REQUIREMENT A: According to the LightningDoc description below, what command installs the package with TrOCR handwriting support?
REQUIREMENT B:
Decide whether each statement agrees with the LightningDoc description below. Answer yes or no for each, and quote the words of the description that decide it.
(i) Installing the package with pip also installs Tesseract OCR automatically.
(ii) The engine requires no API keys and runs entirely offline.
(iii) Native-text PDFs are processed at roughly 25 ms per page.
REQUIREMENT C: Retype the stretch of the LightningDoc description below from "Project description" through "single pip install.", keeping its wording and punctuation unchanged.

SUPPLIED TEXT:

High-performance 2-stage PDF to Markdown extraction engine with layout detection, multi-strategy OCR, math/table support, and header/footer stripping.

These details have not been verified by PyPI

Project links

Project description

LightningDoc ⚡

High-performance 2-stage PDF → Markdown extraction engine.

LightningDoc extracts clean, structured Markdown from any PDF — native text, scanned documents, handwritten forms, or mixed. It combines layout-aware parsing with multi-strategy OCR into a single pip install.

✨ Features

2-Stage Pipeline — Layout Detection → Text Extraction
~25 ms/page for native-text PDFs (200 pages in < 5 seconds)
Font-based math detection — inline $...$ and display $$...$$ LaTeX equations
Table extraction — PyMuPDF line detection + heuristic borderless table fallback
Header/footer stripping — pattern + font-size aware margin detection
Multi-strategy OCR — Tesseract (CLAHE+OTSU, contrast+sharpen), TrOCR handwriting, EasyOCR fusion
Column-aware reading order — correct left→right ordering for multi-column layouts
Zero API keys — everything runs 100% offline
Built-in web UI — interactive viewer with bounding-box overlay, extraction dashboard

🚀 Quick Start

Installation

pip install lightningdoc

With TrOCR handwriting support:

pip install lightningdoc[llm]

System requirement: Tesseract OCR must be installed separately:

macOS: brew install tesseract

Ubuntu: sudo apt install tesseract-ocr

Windows: installer

Python API

from pathlib import Path
from lightningdoc import extract_text_from_pdf, extract_with_timing

# Simple text extraction
text = extract_text_from_pdf(Path("report.pdf"))
print(text)

# With full timing breakdown
result = extract_with_timing(Path("report.pdf"))
print(f"{result.word_count} words in {result.total_ms:.0f}ms")
print(f"Stage 1 (layout):  {result.stage1_ms:.0f}ms")
print(f"Stage 2 (extract): {result.stage2_ms:.0f}ms")

RECORDS SHOWN:

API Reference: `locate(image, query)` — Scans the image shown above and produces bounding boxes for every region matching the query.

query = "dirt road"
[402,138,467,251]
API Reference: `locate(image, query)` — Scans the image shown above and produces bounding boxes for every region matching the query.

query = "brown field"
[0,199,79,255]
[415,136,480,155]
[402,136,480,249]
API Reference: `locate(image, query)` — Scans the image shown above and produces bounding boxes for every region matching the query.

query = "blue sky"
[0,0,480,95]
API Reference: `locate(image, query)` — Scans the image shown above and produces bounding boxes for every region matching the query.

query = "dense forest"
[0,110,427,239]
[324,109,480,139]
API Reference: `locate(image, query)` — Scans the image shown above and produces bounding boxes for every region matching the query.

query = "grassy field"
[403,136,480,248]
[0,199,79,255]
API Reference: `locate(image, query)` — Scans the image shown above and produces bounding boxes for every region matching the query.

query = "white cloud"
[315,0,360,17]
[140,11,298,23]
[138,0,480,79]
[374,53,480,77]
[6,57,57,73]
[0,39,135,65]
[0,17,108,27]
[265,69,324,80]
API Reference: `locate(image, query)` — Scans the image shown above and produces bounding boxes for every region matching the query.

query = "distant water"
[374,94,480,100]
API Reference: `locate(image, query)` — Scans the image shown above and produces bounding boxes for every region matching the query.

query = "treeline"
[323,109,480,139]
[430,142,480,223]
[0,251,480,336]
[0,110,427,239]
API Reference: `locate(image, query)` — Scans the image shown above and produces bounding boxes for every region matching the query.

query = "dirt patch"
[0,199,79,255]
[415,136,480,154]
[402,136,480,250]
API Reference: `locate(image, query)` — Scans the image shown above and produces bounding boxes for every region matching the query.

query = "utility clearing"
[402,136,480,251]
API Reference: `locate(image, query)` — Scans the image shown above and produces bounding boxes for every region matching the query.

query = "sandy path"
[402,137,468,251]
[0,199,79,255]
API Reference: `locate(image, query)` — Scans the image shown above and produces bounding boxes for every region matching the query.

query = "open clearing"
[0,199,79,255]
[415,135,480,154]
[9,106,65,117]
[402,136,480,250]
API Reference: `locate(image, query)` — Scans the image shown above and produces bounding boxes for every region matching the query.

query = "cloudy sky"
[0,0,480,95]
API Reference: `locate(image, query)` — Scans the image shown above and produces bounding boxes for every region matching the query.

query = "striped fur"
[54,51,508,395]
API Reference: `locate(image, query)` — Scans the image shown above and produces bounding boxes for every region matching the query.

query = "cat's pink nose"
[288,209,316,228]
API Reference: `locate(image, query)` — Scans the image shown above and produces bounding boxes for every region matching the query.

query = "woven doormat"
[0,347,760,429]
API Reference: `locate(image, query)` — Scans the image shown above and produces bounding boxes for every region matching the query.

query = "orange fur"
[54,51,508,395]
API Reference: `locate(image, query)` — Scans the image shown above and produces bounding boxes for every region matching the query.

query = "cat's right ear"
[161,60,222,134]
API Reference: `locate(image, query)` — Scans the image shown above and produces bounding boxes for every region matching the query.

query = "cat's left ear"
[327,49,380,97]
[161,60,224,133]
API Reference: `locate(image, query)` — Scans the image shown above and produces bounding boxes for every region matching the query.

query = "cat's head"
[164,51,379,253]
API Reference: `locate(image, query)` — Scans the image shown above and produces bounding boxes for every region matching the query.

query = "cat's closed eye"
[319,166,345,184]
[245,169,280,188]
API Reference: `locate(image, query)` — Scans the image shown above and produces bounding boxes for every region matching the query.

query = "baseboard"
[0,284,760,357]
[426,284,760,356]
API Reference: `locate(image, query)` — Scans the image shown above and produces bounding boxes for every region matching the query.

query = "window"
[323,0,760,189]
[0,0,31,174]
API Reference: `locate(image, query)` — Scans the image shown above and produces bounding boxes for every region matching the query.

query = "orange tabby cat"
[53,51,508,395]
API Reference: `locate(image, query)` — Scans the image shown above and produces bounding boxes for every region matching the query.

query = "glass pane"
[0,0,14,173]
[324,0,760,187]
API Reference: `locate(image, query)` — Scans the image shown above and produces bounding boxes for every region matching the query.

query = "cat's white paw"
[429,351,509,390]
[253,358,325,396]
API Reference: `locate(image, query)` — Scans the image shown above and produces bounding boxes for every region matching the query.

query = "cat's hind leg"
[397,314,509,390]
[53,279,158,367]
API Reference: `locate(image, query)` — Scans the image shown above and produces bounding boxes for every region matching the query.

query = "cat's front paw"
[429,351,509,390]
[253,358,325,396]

WRITTEN RESPONSE A: pip install lightningdoc[llm]

WRITTEN RESPONSE B:
(i) No: "System requirement: Tesseract OCR must be installed separately"
(ii) Yes: "Zero API keys — everything runs 100% offline"
(iii) Yes: "~25 ms/page for native-text PDFs"

WRITTEN RESPONSE C:
Project description

LightningDoc ⚡

High-performance 2-stage PDF → Markdown extraction engine.

LightningDoc extracts clean, structured Markdown from any PDF — native text, scanned documents, handwritten forms, or mixed. It combines layout-aware parsing with multi-strategy OCR into a single pip install.